Texte cité.
.....

Cet échange n’a rien perdu de son acuité.

Bidonvilles coloniaux

Valls a annoncé des mesurettes, surtout pour soutenir les sociétés exploitantes du nickel, dont le cours, au plus bas, menace la « rentabilité ». Et le peuple kanak, occupant millénaire du « Caillou », comme les colonialistes aiment l’appeler, va continuer à être déculturé, marginalisé. Il n’est pas exagéré de parler d’ « ethnocide » à ce propos. « Nouméa la Blanche » est à cet égard un révélateur. Son opulence saute aux yeux, que ce soit par les constructions luxueuses, les voitures et les boutiques haut de gamme, les bateaux de plaisance dans les ports.

Autour de la ville, on trouve ce que l’on appelle là­-bas les « squats », sorte de bidonvilles en brousse, sans eau ni électricité où vivent une dizaine de milliers, peut-être plus, de personnes. Kanaks surtout, mais aussi Wallisiens attirés par d’hypothétiques emplois (personnels de service, pour beaucoup). La place des Cocotiers, en centre ville est souvent fréquentée par des Kanaks clochardisés. L’alcoolisme, la consommation de drogues locales ou d’importation font des ravages dans les populations indigènes.

.....

(Annotations de régions)
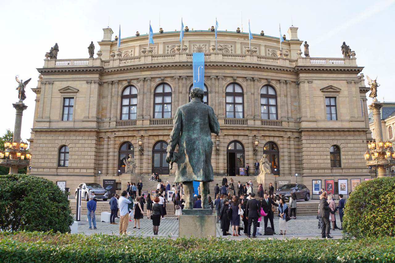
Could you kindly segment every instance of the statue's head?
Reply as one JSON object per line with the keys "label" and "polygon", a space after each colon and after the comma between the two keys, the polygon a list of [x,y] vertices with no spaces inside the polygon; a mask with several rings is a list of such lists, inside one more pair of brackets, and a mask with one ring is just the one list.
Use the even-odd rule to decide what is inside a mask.
{"label": "statue's head", "polygon": [[204,92],[200,88],[194,88],[189,92],[189,96],[191,99],[198,97],[200,98],[201,100],[203,100],[203,97],[204,97]]}

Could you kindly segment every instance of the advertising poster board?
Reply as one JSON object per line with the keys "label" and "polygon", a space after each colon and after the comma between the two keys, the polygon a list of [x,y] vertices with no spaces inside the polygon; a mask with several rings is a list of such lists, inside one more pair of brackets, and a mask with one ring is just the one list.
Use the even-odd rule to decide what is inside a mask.
{"label": "advertising poster board", "polygon": [[351,179],[351,192],[354,191],[355,187],[361,183],[361,179]]}
{"label": "advertising poster board", "polygon": [[116,181],[115,179],[103,179],[103,188],[108,191],[109,198],[113,197],[113,194],[115,192]]}
{"label": "advertising poster board", "polygon": [[328,193],[331,193],[333,195],[335,194],[335,180],[325,180],[325,191]]}
{"label": "advertising poster board", "polygon": [[348,186],[346,179],[339,179],[337,180],[339,187],[339,193],[346,195],[348,193]]}
{"label": "advertising poster board", "polygon": [[321,180],[312,180],[313,181],[313,194],[321,194]]}
{"label": "advertising poster board", "polygon": [[244,173],[244,168],[241,167],[239,169],[240,169],[240,175],[244,175],[245,174]]}

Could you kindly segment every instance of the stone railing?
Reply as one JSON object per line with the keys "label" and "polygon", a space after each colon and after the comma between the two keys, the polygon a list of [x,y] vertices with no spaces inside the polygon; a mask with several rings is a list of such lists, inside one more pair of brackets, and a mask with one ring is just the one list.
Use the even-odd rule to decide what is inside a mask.
{"label": "stone railing", "polygon": [[231,125],[246,125],[247,120],[245,119],[225,119],[225,124]]}
{"label": "stone railing", "polygon": [[128,126],[135,126],[136,121],[135,120],[117,120],[116,123],[116,127],[126,127]]}
{"label": "stone railing", "polygon": [[282,122],[281,120],[262,120],[261,121],[261,125],[263,126],[282,126]]}

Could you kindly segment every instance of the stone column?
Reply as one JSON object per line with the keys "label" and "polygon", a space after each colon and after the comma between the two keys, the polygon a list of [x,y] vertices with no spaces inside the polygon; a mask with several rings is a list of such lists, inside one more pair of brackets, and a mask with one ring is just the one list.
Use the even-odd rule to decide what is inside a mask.
{"label": "stone column", "polygon": [[52,85],[53,81],[48,81],[49,86],[47,92],[47,106],[45,107],[45,118],[49,119],[51,114],[51,101],[52,98]]}
{"label": "stone column", "polygon": [[[282,120],[285,120],[287,119],[287,118],[285,116],[286,114],[286,110],[285,105],[285,97],[284,96],[284,83],[285,82],[285,81],[283,79],[280,79],[280,103],[279,103],[277,102],[277,105],[281,105],[281,107],[280,107],[280,112],[281,114],[281,117],[280,118]],[[278,107],[277,107],[278,109]]]}
{"label": "stone column", "polygon": [[138,119],[144,118],[144,107],[143,107],[144,104],[144,78],[141,78],[136,80],[136,83],[140,83],[139,92],[138,103],[137,104],[137,114]]}
{"label": "stone column", "polygon": [[111,99],[113,96],[113,82],[108,81],[108,93],[107,94],[107,115],[106,120],[110,120],[111,118]]}
{"label": "stone column", "polygon": [[92,81],[87,81],[87,91],[85,93],[85,105],[84,106],[84,119],[89,118],[89,101],[90,100],[90,84]]}
{"label": "stone column", "polygon": [[104,145],[103,150],[103,171],[102,173],[103,175],[107,175],[109,173],[108,169],[108,136],[105,136]]}
{"label": "stone column", "polygon": [[178,80],[180,77],[179,76],[175,76],[173,78],[174,79],[174,98],[172,99],[172,103],[173,105],[173,109],[174,109],[174,111],[173,111],[173,112],[174,113],[174,114],[173,114],[173,118],[174,118],[175,115],[175,111],[177,110],[179,105],[178,97],[179,91],[179,90]]}
{"label": "stone column", "polygon": [[[244,105],[247,106],[247,118],[252,118],[252,115],[251,113],[251,104],[252,101],[251,101],[251,81],[252,80],[252,78],[250,77],[247,77],[246,78],[247,80],[247,90],[246,92],[245,92],[246,96],[245,100],[244,101],[243,103]],[[244,111],[245,112],[245,109],[244,109]],[[244,115],[245,113],[243,113],[243,116],[245,117],[245,116]]]}
{"label": "stone column", "polygon": [[113,103],[111,105],[111,120],[117,120],[117,109],[118,107],[118,81],[113,82]]}
{"label": "stone column", "polygon": [[187,103],[188,101],[186,99],[186,76],[181,76],[181,78],[182,79],[182,96],[180,106]]}
{"label": "stone column", "polygon": [[145,108],[145,118],[151,118],[151,78],[145,78],[147,81],[147,106]]}
{"label": "stone column", "polygon": [[223,76],[218,76],[218,90],[221,91],[218,94],[218,101],[219,103],[219,113],[218,114],[218,116],[220,118],[224,118],[224,96],[225,95],[225,92],[222,92],[222,90],[224,88],[224,87],[222,86],[222,79],[224,79]]}
{"label": "stone column", "polygon": [[293,120],[292,115],[292,107],[291,104],[291,83],[292,82],[290,81],[286,81],[287,84],[287,104],[288,105],[288,115],[287,118],[288,120]]}

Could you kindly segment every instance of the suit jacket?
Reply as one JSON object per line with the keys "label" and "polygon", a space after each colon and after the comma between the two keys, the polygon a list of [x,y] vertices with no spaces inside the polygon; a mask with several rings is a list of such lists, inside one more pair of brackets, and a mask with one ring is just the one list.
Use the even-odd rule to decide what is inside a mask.
{"label": "suit jacket", "polygon": [[339,200],[339,205],[337,206],[337,208],[339,209],[339,214],[344,214],[343,212],[343,209],[344,208],[344,204],[346,203],[346,200],[342,198]]}
{"label": "suit jacket", "polygon": [[246,207],[247,210],[247,214],[248,217],[259,217],[261,211],[261,202],[256,199],[251,199],[247,202],[247,206]]}
{"label": "suit jacket", "polygon": [[269,216],[273,216],[273,211],[271,210],[272,205],[275,207],[278,207],[278,205],[273,201],[273,199],[270,197],[267,197],[267,200],[269,203],[268,204],[265,199],[263,199],[261,201],[261,205],[263,211]]}
{"label": "suit jacket", "polygon": [[320,216],[325,218],[329,218],[331,210],[326,199],[321,198],[320,200]]}

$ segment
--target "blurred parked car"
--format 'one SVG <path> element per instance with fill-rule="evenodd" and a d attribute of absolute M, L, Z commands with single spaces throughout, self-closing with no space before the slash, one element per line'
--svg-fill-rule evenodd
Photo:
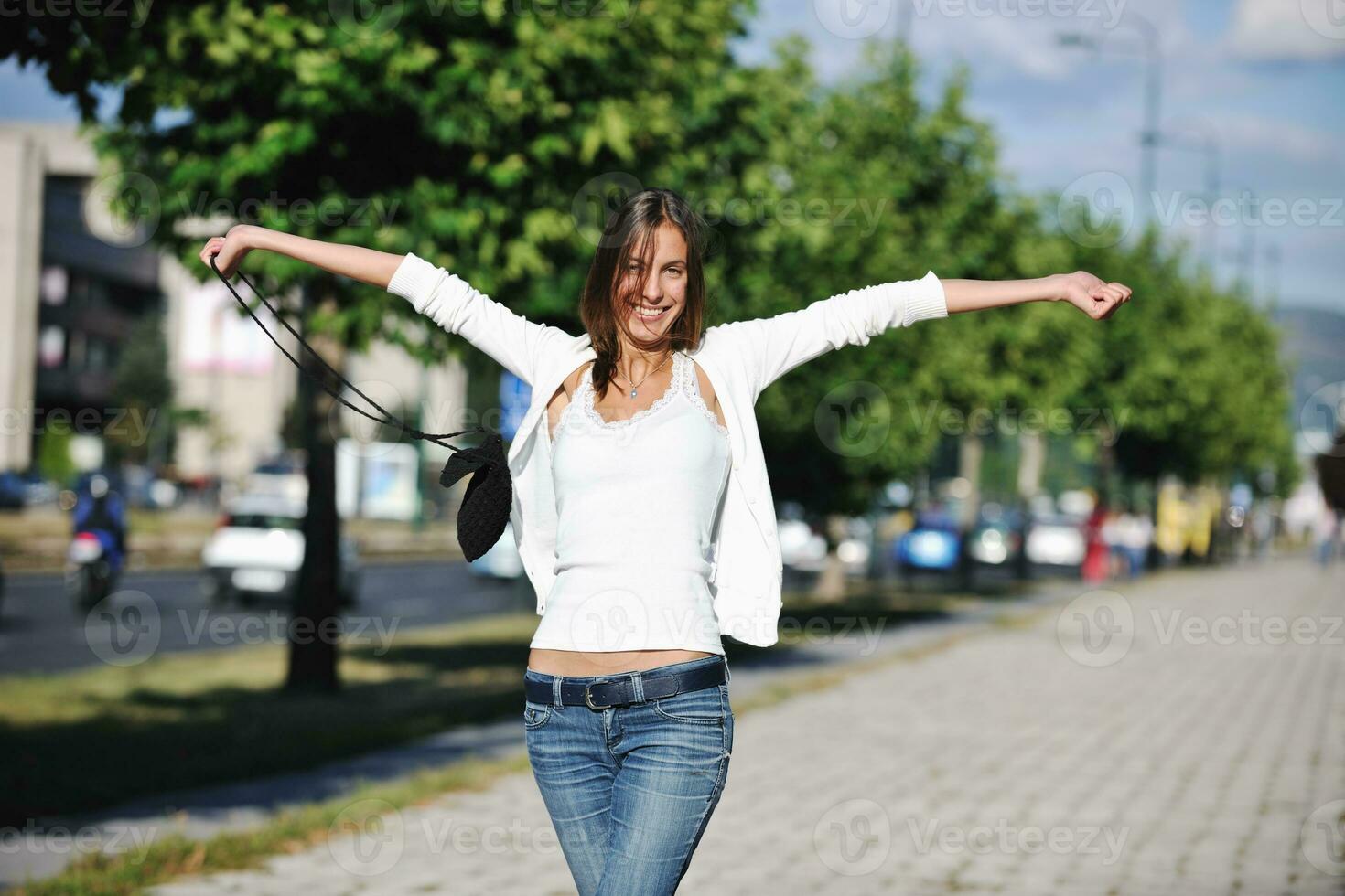
<path fill-rule="evenodd" d="M 985 504 L 963 541 L 967 584 L 981 572 L 1022 574 L 1024 514 L 999 504 Z"/>
<path fill-rule="evenodd" d="M 1024 539 L 1024 553 L 1034 571 L 1079 575 L 1088 553 L 1083 523 L 1071 516 L 1033 519 Z"/>
<path fill-rule="evenodd" d="M 952 572 L 962 555 L 958 523 L 943 510 L 916 514 L 916 524 L 897 539 L 897 567 L 911 572 Z"/>
<path fill-rule="evenodd" d="M 27 501 L 28 486 L 17 473 L 0 473 L 0 510 L 17 510 Z"/>
<path fill-rule="evenodd" d="M 303 502 L 273 494 L 245 494 L 230 502 L 200 551 L 207 596 L 217 604 L 237 599 L 243 606 L 261 598 L 293 599 L 304 562 L 304 513 Z M 356 602 L 360 575 L 356 543 L 342 536 L 340 606 Z"/>

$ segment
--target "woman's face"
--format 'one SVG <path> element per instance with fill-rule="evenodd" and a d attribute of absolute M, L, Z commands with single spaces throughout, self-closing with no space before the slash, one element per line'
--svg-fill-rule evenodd
<path fill-rule="evenodd" d="M 620 289 L 631 333 L 642 341 L 667 332 L 686 304 L 686 239 L 675 226 L 663 223 L 654 232 L 654 267 L 643 293 L 639 289 L 644 261 L 632 255 L 621 273 Z"/>

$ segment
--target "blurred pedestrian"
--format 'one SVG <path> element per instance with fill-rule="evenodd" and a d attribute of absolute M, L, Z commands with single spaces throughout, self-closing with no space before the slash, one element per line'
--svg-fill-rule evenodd
<path fill-rule="evenodd" d="M 1341 514 L 1323 497 L 1317 517 L 1313 521 L 1313 535 L 1317 540 L 1314 553 L 1317 555 L 1317 563 L 1323 570 L 1330 568 L 1336 562 L 1336 552 L 1340 547 L 1340 532 Z"/>
<path fill-rule="evenodd" d="M 1103 539 L 1103 527 L 1107 523 L 1107 504 L 1099 497 L 1092 513 L 1084 521 L 1084 540 L 1087 551 L 1080 574 L 1084 582 L 1104 582 L 1111 571 L 1111 547 Z"/>

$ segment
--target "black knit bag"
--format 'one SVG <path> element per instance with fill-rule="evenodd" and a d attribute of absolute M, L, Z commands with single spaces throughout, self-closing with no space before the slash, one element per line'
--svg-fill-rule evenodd
<path fill-rule="evenodd" d="M 362 411 L 334 392 L 327 383 L 315 376 L 312 371 L 305 369 L 303 364 L 295 360 L 293 355 L 285 351 L 285 347 L 281 345 L 274 336 L 272 336 L 270 330 L 266 329 L 261 320 L 258 320 L 257 314 L 254 314 L 247 306 L 247 302 L 245 302 L 243 298 L 234 292 L 233 283 L 229 282 L 229 278 L 219 273 L 219 267 L 215 266 L 214 255 L 210 257 L 210 267 L 215 271 L 219 279 L 223 281 L 225 286 L 229 287 L 229 292 L 238 300 L 238 304 L 242 305 L 243 310 L 247 312 L 254 321 L 257 321 L 257 326 L 261 326 L 261 330 L 266 333 L 266 337 L 270 339 L 272 343 L 276 343 L 276 348 L 278 348 L 285 357 L 288 357 L 295 367 L 300 369 L 301 373 L 321 386 L 323 390 L 325 390 L 332 398 L 356 414 L 367 416 L 375 423 L 394 426 L 414 439 L 425 439 L 426 442 L 433 442 L 434 445 L 452 450 L 453 454 L 449 455 L 448 463 L 444 465 L 444 472 L 438 474 L 440 485 L 451 488 L 464 476 L 472 473 L 472 478 L 467 484 L 467 493 L 463 496 L 463 504 L 457 508 L 457 544 L 463 548 L 463 556 L 468 560 L 475 560 L 490 551 L 495 543 L 499 541 L 500 536 L 504 533 L 504 525 L 508 523 L 510 508 L 514 504 L 514 480 L 508 472 L 508 462 L 504 455 L 504 441 L 500 438 L 499 433 L 494 433 L 484 426 L 476 426 L 459 433 L 421 433 L 414 427 L 406 426 L 406 423 L 379 407 L 378 402 L 360 392 L 355 388 L 355 386 L 347 382 L 346 377 L 332 369 L 331 364 L 323 360 L 323 356 L 313 351 L 313 348 L 304 341 L 304 337 L 296 333 L 295 328 L 291 326 L 285 318 L 270 306 L 266 298 L 257 290 L 256 286 L 253 286 L 252 281 L 247 279 L 242 271 L 238 271 L 238 277 L 247 283 L 247 287 L 256 293 L 257 298 L 261 300 L 261 304 L 266 306 L 266 310 L 269 310 L 276 320 L 278 320 L 281 325 L 289 330 L 291 336 L 297 339 L 299 344 L 307 348 L 308 352 L 316 357 L 332 376 L 378 408 L 378 411 L 383 415 L 383 419 L 378 419 L 377 416 Z M 443 441 L 453 438 L 455 435 L 465 435 L 468 433 L 486 433 L 487 435 L 480 445 L 472 447 L 456 447 Z"/>

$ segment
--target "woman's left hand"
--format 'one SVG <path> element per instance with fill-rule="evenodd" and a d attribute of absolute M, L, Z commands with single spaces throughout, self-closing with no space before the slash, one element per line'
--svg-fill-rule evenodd
<path fill-rule="evenodd" d="M 1124 283 L 1107 283 L 1088 271 L 1057 274 L 1059 294 L 1095 321 L 1107 320 L 1118 308 L 1130 301 L 1130 287 Z"/>

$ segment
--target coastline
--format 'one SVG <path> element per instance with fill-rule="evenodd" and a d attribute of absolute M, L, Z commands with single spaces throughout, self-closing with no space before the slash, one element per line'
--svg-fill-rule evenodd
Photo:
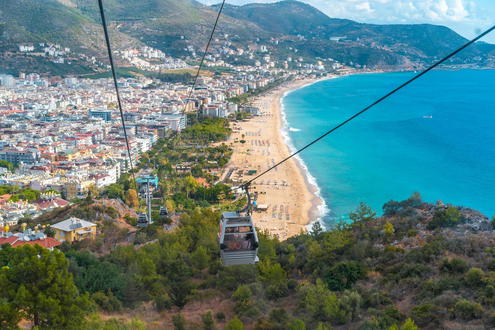
<path fill-rule="evenodd" d="M 289 124 L 287 120 L 286 114 L 285 111 L 285 105 L 283 103 L 284 99 L 286 96 L 295 91 L 310 86 L 313 84 L 320 81 L 330 79 L 335 79 L 340 76 L 341 76 L 332 75 L 316 80 L 312 79 L 304 79 L 303 81 L 309 81 L 302 86 L 295 86 L 293 88 L 285 91 L 279 97 L 278 102 L 279 104 L 279 109 L 281 114 L 280 119 L 281 124 L 280 132 L 284 139 L 284 143 L 289 149 L 290 154 L 292 154 L 296 152 L 297 151 L 297 149 L 294 146 L 292 142 L 292 139 L 289 135 L 289 131 L 293 130 L 291 130 L 292 127 L 291 127 L 290 125 Z M 299 130 L 297 129 L 296 129 L 297 130 Z M 289 155 L 288 155 L 288 156 L 289 156 Z M 321 196 L 321 188 L 320 188 L 318 185 L 318 182 L 317 182 L 316 178 L 313 176 L 311 172 L 309 172 L 306 164 L 304 162 L 304 161 L 302 158 L 301 158 L 298 154 L 294 156 L 294 158 L 295 160 L 296 165 L 299 168 L 299 170 L 300 171 L 301 174 L 304 177 L 304 182 L 307 187 L 307 189 L 313 196 L 312 198 L 311 198 L 309 201 L 311 206 L 308 212 L 307 220 L 305 221 L 306 223 L 305 224 L 306 230 L 310 230 L 311 229 L 311 224 L 315 221 L 321 220 L 325 215 L 328 212 L 330 212 L 330 210 L 328 208 L 326 202 Z M 322 226 L 324 228 L 325 227 L 325 223 L 323 221 L 321 221 L 321 223 Z"/>
<path fill-rule="evenodd" d="M 251 99 L 252 104 L 264 114 L 246 121 L 232 123 L 231 126 L 241 129 L 237 133 L 235 131 L 227 141 L 234 149 L 229 167 L 245 172 L 255 170 L 256 174 L 253 174 L 255 176 L 267 169 L 268 165 L 273 165 L 296 151 L 289 135 L 291 127 L 286 119 L 283 102 L 284 97 L 290 93 L 329 79 L 348 74 L 375 73 L 380 71 L 349 73 L 318 79 L 297 80 L 272 90 L 262 96 L 253 97 Z M 257 135 L 259 132 L 261 133 Z M 250 135 L 255 133 L 257 135 L 254 136 Z M 245 135 L 244 139 L 246 141 L 244 145 L 239 143 L 243 139 L 242 134 Z M 254 141 L 252 145 L 251 140 Z M 256 140 L 265 144 L 257 145 Z M 330 210 L 321 197 L 321 188 L 316 179 L 309 172 L 298 155 L 278 167 L 277 171 L 270 170 L 254 181 L 256 184 L 252 186 L 255 188 L 253 191 L 258 193 L 257 205 L 269 206 L 266 211 L 253 212 L 252 218 L 257 227 L 262 230 L 267 229 L 280 239 L 284 240 L 297 234 L 301 230 L 306 231 L 310 229 L 311 224 L 321 219 Z M 232 177 L 235 178 L 237 176 L 234 174 Z M 274 180 L 281 177 L 282 180 L 287 180 L 288 185 L 282 185 L 280 181 L 278 182 L 280 186 L 274 184 Z M 249 178 L 248 176 L 244 178 Z M 267 184 L 269 179 L 271 180 L 270 185 Z M 281 205 L 283 205 L 283 208 L 281 208 Z M 322 222 L 322 225 L 324 227 L 325 223 Z"/>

.....

Exercices.
a) D'après le texte cité, combien de personnes vivent dans les « squats » autour de Nouméa ?
b) Recopiez le passage du texte cité qui va de "Autour de la" à "les populations indigènes.".

Corrigés.
a) Une dizaine de milliers, peut-être plus.

b)
Autour de la ville, on trouve ce que l’on appelle là­-bas les « squats », sorte de bidonvilles en brousse, sans eau ni électricité où vivent une dizaine de milliers, peut-être plus, de personnes. Kanaks surtout, mais aussi Wallisiens attirés par d’hypothétiques emplois (personnels de service, pour beaucoup). La place des Cocotiers, en centre ville est souvent fréquentée par des Kanaks clochardisés. L’alcoolisme, la consommation de drogues locales ou d’importation font des ravages dans les populations indigènes.